**Your goal**
Return exactly the lines that run from the one containing "Tag every instance of the chrome trim" to the end of the entries, with both ends included.

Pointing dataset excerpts
▼

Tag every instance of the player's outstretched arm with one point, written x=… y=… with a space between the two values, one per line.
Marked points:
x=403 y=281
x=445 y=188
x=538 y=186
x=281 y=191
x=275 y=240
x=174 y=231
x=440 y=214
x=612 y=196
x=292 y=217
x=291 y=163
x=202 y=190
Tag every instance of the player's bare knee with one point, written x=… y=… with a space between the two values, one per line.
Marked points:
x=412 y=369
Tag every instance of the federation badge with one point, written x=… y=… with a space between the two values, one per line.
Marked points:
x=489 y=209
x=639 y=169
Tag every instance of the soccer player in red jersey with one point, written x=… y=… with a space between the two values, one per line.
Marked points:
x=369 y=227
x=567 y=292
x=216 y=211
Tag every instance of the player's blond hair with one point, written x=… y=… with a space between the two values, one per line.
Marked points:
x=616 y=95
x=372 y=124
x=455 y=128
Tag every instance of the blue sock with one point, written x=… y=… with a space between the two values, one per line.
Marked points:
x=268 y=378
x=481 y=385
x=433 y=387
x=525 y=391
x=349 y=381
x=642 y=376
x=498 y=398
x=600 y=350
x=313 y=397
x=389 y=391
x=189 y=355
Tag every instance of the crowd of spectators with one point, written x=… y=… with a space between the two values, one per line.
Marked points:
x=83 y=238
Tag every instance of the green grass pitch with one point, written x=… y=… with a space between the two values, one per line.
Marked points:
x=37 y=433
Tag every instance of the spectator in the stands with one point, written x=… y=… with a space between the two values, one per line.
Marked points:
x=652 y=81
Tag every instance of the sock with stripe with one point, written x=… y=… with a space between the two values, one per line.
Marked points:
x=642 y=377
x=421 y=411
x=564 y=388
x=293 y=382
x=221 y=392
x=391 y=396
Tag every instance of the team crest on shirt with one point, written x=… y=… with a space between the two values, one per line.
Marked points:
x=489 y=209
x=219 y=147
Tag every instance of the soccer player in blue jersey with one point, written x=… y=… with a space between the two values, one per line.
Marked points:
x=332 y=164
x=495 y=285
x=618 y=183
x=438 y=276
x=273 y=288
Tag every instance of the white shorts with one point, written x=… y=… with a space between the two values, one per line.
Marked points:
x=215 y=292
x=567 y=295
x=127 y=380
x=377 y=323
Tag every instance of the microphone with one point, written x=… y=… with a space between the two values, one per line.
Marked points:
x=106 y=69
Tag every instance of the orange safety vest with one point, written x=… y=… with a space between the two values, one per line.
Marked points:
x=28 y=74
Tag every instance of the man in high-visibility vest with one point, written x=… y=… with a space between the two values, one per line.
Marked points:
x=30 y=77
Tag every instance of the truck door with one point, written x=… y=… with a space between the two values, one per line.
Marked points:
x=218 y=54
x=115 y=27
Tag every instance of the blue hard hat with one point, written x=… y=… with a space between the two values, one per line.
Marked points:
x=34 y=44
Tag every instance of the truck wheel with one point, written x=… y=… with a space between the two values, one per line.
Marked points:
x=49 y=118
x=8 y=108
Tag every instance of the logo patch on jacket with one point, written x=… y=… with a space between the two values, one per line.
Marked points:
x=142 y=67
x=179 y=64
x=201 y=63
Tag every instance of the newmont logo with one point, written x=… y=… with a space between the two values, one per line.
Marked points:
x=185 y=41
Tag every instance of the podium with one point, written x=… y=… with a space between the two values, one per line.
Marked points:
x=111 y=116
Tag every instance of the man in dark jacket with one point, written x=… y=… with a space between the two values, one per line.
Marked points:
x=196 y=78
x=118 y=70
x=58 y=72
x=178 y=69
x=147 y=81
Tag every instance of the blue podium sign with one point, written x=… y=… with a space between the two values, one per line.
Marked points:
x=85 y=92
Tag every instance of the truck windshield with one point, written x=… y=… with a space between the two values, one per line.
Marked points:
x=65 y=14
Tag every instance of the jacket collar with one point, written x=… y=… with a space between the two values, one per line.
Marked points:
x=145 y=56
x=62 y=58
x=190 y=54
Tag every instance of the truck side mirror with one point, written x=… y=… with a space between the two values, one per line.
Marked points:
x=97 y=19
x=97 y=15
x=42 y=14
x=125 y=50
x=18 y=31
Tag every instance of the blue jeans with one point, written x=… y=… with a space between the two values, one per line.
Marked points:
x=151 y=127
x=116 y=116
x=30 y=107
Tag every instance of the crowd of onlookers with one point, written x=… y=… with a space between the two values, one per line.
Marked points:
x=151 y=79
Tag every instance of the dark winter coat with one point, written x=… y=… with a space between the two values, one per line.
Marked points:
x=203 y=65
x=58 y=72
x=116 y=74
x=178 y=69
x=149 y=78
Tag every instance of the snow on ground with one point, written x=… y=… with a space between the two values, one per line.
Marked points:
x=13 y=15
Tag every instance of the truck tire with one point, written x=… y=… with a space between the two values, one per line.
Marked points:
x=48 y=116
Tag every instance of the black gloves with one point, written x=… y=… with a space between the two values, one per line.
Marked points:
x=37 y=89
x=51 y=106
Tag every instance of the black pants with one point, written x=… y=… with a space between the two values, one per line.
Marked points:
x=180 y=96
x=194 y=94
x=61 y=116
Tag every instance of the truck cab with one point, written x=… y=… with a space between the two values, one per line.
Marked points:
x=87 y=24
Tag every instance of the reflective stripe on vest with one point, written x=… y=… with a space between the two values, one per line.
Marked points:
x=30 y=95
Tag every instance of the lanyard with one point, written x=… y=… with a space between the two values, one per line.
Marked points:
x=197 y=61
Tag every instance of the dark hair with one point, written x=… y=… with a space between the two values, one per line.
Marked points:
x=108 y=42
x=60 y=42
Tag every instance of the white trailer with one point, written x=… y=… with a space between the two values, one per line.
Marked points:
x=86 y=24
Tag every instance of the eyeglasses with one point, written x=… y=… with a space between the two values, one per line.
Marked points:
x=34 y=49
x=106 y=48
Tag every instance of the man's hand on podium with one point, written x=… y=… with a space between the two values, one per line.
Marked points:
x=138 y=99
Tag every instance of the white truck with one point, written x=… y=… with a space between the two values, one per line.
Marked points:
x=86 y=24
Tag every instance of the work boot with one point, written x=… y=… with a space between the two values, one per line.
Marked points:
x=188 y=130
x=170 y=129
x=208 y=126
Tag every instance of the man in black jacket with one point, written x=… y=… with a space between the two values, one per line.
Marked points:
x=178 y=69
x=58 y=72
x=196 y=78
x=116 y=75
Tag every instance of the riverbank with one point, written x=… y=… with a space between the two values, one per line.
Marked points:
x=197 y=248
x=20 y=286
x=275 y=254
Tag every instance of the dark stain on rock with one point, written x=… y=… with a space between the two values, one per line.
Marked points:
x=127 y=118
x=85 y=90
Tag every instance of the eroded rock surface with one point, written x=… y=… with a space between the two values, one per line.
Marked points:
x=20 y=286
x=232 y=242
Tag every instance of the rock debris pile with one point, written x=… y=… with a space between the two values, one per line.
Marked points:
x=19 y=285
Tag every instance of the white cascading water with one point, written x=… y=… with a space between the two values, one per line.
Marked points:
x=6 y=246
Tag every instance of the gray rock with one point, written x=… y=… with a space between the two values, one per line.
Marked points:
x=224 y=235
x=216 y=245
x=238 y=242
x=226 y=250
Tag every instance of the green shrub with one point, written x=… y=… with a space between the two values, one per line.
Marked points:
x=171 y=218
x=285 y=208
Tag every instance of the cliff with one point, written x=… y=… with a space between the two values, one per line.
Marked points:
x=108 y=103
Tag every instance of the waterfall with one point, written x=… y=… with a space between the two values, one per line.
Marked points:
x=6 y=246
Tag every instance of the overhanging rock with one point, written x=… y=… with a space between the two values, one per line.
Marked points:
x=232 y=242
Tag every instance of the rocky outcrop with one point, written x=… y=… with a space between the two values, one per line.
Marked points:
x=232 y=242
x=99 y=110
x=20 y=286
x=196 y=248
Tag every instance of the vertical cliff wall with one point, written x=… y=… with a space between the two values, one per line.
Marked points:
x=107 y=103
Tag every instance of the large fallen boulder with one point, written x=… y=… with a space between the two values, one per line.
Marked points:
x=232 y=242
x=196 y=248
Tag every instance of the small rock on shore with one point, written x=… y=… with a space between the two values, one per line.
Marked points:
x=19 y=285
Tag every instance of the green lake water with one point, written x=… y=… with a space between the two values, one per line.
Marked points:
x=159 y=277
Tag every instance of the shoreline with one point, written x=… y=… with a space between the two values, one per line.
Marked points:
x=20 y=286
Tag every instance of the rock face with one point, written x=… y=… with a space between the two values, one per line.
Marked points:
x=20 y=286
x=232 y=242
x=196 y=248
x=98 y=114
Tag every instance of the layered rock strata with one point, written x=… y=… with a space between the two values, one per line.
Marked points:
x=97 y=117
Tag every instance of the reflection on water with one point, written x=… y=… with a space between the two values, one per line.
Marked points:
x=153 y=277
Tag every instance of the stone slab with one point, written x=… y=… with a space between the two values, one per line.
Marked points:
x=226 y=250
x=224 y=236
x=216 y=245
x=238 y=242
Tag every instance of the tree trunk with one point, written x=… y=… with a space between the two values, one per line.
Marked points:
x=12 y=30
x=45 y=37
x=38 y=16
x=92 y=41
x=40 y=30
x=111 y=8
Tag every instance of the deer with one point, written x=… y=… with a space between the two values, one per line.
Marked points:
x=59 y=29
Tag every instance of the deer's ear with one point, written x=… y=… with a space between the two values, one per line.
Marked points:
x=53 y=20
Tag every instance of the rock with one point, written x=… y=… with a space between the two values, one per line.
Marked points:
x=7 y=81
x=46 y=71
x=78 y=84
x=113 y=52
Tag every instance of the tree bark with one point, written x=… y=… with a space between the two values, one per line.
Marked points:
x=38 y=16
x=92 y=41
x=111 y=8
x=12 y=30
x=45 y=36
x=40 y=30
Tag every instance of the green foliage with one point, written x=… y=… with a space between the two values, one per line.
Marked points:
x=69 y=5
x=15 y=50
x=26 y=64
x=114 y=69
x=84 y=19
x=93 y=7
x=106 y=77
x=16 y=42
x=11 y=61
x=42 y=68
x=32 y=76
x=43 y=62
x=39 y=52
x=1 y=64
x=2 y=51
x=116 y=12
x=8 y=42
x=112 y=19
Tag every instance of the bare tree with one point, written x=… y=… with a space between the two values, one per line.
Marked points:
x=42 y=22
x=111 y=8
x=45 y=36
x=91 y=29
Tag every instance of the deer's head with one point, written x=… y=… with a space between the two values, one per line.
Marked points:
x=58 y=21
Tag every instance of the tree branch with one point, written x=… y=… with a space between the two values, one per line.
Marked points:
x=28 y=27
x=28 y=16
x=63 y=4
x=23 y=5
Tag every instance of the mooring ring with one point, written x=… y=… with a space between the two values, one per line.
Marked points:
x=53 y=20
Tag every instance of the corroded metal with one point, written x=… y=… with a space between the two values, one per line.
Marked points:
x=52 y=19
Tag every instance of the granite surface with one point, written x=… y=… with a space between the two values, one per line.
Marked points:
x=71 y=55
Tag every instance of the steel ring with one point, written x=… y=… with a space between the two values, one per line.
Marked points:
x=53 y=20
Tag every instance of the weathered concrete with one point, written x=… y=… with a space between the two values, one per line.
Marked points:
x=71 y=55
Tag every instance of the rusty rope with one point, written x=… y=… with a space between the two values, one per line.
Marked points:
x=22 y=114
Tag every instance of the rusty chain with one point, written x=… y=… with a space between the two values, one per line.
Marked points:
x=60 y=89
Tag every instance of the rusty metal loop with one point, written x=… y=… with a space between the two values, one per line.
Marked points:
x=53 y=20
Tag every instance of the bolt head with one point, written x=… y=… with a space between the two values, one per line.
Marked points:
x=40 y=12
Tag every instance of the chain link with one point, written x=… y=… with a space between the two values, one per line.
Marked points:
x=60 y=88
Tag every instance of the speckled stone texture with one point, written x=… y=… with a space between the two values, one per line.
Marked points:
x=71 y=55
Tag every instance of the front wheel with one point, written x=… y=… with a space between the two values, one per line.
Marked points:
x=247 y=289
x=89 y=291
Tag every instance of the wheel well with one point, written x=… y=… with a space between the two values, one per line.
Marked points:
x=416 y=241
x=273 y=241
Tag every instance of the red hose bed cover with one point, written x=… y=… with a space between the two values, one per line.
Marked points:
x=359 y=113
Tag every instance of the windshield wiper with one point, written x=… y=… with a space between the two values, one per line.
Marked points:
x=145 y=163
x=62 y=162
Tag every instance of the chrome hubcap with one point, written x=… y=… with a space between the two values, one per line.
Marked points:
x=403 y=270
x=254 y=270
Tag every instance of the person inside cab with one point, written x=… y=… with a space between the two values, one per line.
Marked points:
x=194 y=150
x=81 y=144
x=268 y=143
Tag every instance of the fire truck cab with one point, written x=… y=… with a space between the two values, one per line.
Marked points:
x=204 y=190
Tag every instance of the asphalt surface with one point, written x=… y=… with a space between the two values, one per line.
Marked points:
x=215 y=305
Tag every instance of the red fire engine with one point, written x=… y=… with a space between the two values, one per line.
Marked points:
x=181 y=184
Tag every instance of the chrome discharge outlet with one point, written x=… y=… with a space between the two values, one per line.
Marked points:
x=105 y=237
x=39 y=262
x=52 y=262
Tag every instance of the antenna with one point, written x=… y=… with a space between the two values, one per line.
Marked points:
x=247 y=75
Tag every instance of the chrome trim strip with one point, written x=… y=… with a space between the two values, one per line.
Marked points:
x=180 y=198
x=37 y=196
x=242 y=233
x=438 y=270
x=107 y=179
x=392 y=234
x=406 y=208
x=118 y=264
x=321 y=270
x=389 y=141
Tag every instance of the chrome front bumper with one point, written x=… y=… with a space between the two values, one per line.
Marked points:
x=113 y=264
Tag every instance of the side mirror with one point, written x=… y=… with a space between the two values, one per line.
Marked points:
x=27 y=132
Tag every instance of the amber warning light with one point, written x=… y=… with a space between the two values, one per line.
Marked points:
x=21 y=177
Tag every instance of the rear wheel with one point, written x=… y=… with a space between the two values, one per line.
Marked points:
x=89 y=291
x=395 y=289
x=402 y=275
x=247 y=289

▲

**Solution below**
Tag every instance of the chrome trim strip with one point, written x=… y=… with a space between the two values, one per line.
Marked points:
x=180 y=198
x=37 y=196
x=242 y=233
x=438 y=270
x=107 y=179
x=392 y=234
x=406 y=208
x=118 y=264
x=321 y=270
x=389 y=141
Tag every instance of the chrome front bumper with one point, written x=… y=… with a space between the two values, one per line.
Marked points:
x=113 y=264
Tag every instance of the side mirror with one point, written x=… y=… with a space between the two values, one per line.
Marked points:
x=27 y=132
Tag every instance of the amber warning light with one point, written x=… y=… with a space between the two values, one per line.
Marked points:
x=21 y=177
Tag every instance of the rear wheel with one point, written x=… y=… with a space between the two values, one per line.
Marked points:
x=89 y=291
x=395 y=289
x=402 y=275
x=247 y=289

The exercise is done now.